- **Excerpt**
******

Sunday, June 10, 2012

Explicit Rules / Implicit Tactics



(originally published as "Grass" in Vancouver Matters, 2009)

Southwest Marine Drive marks a threshold in the City of Vancouver. To the north, Dunbar’s grid of single family homes and neighborhood shops roll over the heights; the pulse of traffic and everyday urban life keep time. To the south the scene shifts. Automobiles yield to horse and rider along the roadways. Immaculate 18-hole golf courses stretch out over much of the landscape. Many of the properties boast private tennis courts, pools, and pleasure boats. Early century cottages are being replaced by opulent and expansive estates which capitalize on some of the most expensive real estate in Canada. This is the Agricultural Land Reserve in Vancouver.

A local developer boasts that “Southlands will make you forget you are still in the city.”  Southlands can just as easily make you forget that you are in the Agricultural Land Reserve (ALR). Occupying ground that is zoned provincially and locally for agricultural use (Vancouver’s only RA-1 designation), the area is surprisingly, and almost completely, devoid of what might be considered traditional agricultural production. Livestock, vegetable fields, and modest farm homes have been replaced by equestrian clubs, fairways, and lavish mansions. Today, the community exists as an exclusive, semi-rural “leisurescape” -- a hybrid landscape that values urban leisure in an idyllic rural setting over a working agricultural landscape.  

Recontextualizing the ALR 

The ALR was established in 1973 as a special provincial land use zone designed to protect and preserve British Columbia’s diminishing supply of farmland. Lands designated under the Act included those deemed “capable and suitable” for agricultural use, land that was at the time under cultivation, and land zoned locally for farming. The intent of the Act was to preserve land vital to provincial food security while sustaining the agricultural sector in the province. In terms of protecting the overall agricultural land base, the Reserve is often cited as a remarkable success – the ALR’s original boundaries remain largely intact and thousands of acres of farmland remain dedicated to agricultural uses. However rising land prices, urban growth, and fluctuating global markets continue to pose serious challenges to the viability of much the province’s prime agricultural land along the Lower Mainland’s urban/rural edge.

******

[Collected data entries]
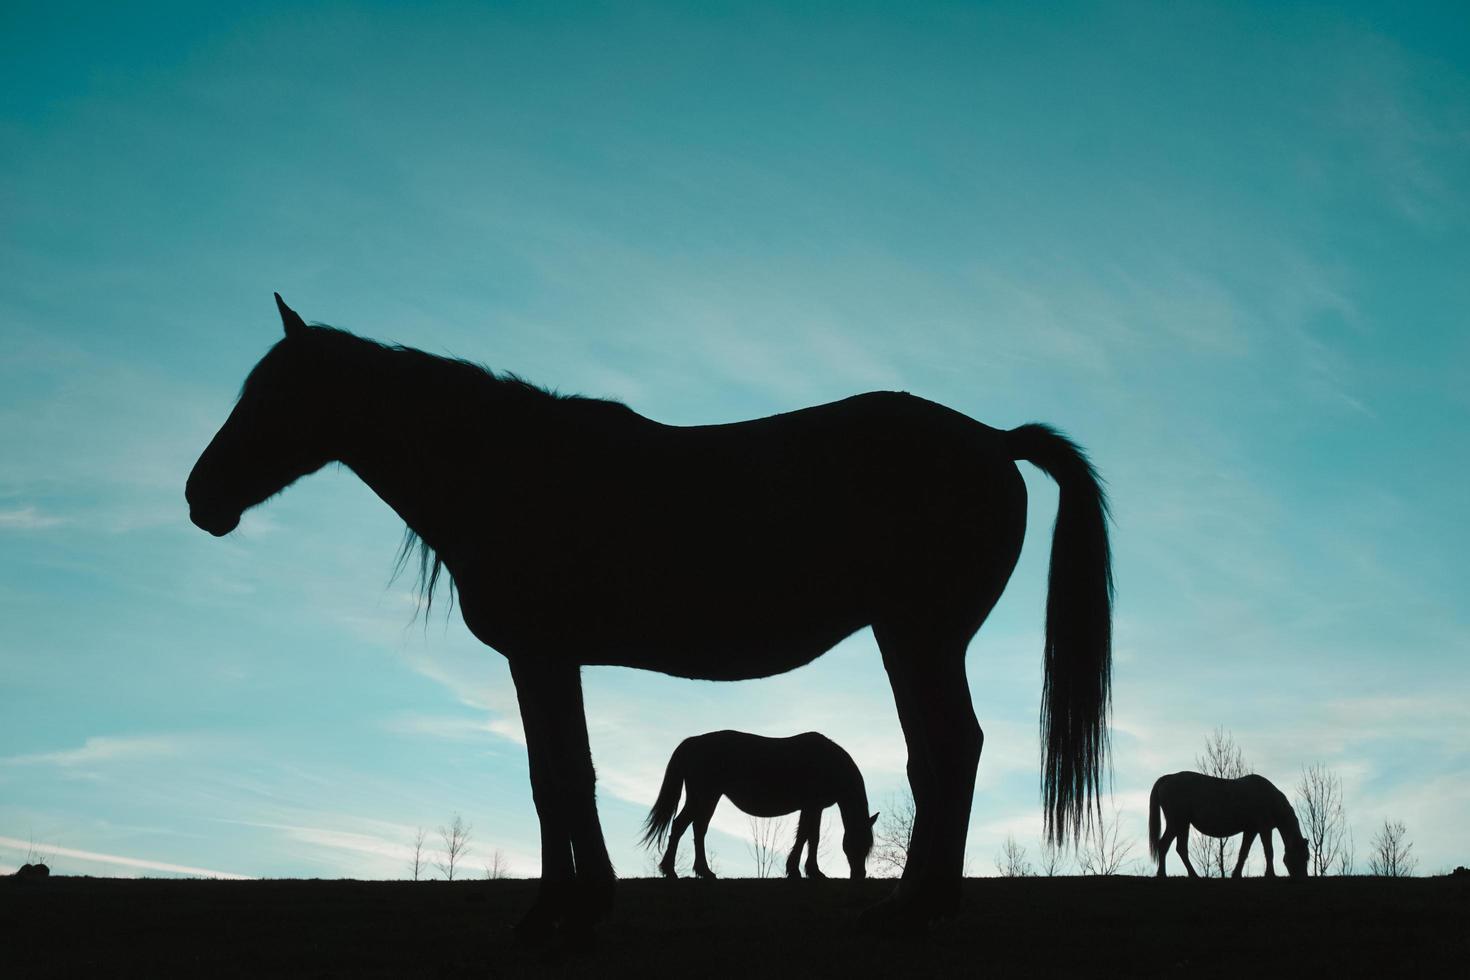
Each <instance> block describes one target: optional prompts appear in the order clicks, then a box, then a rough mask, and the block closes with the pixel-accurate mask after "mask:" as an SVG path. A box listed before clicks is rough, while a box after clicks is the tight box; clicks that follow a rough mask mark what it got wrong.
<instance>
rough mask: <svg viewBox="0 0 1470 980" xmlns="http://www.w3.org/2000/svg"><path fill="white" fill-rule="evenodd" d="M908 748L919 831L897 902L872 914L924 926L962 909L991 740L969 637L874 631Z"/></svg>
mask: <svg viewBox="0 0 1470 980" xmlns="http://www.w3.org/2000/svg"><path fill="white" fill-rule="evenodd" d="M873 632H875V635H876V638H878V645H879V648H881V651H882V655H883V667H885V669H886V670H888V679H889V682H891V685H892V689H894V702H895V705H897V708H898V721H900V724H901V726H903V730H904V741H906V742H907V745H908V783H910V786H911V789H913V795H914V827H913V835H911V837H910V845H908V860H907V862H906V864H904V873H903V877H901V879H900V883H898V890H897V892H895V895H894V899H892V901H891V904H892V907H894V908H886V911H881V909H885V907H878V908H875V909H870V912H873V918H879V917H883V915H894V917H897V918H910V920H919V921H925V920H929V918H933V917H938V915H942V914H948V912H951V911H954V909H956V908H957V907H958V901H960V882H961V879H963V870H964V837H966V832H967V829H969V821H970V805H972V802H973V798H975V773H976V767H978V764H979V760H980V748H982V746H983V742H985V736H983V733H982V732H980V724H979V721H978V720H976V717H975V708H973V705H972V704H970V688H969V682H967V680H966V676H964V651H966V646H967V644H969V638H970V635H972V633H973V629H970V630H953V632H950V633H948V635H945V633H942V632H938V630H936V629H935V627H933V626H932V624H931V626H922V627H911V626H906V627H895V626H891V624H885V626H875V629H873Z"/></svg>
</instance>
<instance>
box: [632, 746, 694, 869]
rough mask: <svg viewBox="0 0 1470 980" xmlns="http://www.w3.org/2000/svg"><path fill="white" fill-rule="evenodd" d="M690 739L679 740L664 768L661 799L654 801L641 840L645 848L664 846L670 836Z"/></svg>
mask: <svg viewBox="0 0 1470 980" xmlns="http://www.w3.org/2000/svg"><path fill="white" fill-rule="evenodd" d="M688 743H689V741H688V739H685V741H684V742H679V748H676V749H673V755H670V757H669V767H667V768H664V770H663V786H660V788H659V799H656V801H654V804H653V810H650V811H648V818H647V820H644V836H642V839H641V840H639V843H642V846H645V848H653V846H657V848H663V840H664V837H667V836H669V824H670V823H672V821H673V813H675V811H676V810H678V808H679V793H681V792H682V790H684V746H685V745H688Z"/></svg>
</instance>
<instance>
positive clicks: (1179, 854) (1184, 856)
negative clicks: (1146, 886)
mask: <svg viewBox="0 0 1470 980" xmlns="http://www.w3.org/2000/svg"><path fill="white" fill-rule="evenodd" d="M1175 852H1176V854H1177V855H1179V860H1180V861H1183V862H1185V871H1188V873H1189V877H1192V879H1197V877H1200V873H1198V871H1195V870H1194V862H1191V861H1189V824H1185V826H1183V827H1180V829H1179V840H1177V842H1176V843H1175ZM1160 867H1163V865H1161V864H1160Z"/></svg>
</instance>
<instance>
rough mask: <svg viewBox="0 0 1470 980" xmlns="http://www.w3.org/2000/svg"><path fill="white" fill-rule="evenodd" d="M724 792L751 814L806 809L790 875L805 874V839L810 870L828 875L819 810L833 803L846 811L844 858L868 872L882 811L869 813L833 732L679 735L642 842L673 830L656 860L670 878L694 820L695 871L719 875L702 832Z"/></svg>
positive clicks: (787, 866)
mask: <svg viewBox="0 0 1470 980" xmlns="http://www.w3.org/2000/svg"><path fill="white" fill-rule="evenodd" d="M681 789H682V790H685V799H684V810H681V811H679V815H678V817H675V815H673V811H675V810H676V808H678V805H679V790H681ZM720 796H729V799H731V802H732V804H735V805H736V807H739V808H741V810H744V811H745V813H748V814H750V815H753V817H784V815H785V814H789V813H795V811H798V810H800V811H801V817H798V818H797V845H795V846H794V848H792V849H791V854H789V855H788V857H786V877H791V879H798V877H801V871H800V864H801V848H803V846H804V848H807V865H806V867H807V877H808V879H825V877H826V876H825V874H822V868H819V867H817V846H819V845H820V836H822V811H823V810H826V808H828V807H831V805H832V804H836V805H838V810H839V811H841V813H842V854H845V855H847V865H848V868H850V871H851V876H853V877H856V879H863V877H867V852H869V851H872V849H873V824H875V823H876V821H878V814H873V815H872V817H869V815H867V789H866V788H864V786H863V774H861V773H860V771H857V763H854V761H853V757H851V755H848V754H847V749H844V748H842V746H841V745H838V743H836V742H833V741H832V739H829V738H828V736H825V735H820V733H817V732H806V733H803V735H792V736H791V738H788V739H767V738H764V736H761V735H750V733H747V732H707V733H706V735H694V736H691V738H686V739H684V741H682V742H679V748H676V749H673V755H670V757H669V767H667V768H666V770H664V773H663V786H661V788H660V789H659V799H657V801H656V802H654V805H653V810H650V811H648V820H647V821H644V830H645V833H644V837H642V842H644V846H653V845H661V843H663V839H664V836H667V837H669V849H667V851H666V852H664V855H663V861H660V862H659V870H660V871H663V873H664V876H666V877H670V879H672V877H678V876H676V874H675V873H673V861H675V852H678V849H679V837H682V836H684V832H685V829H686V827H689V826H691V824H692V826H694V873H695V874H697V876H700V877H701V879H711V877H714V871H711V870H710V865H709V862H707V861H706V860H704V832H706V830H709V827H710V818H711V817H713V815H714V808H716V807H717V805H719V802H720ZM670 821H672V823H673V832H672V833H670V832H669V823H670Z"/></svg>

******

- **Request A**
Transcribe the passage of the text on Vancouver's Agricultural Land Reserve that begins at the words "Southwest Marine Drive" and stops after the words "Reserve in Vancouver.".
- **Request B**
Decide whether each statement agrees with the text on Vancouver's Agricultural Land Reserve, answering yes or no and quoting the deciding words: (i) The ALR was established in 1973. (ii) Southlands holds Vancouver's only RA-1 designation. (iii) The ALR's original boundaries have been largely redrawn.

- **Task result A**
Southwest Marine Drive marks a threshold in the City of Vancouver. To the north, Dunbar’s grid of single family homes and neighborhood shops roll over the heights; the pulse of traffic and everyday urban life keep time. To the south the scene shifts. Automobiles yield to horse and rider along the roadways. Immaculate 18-hole golf courses stretch out over much of the landscape. Many of the properties boast private tennis courts, pools, and pleasure boats. Early century cottages are being replaced by opulent and expansive estates which capitalize on some of the most expensive real estate in Canada. This is the Agricultural Land Reserve in Vancouver.

- **Task result B**
(i) Yes: "The ALR was established in 1973"
(ii) Yes: "(Vancouver’s only RA-1 designation)"
(iii) No: "the ALR’s original boundaries remain largely intact"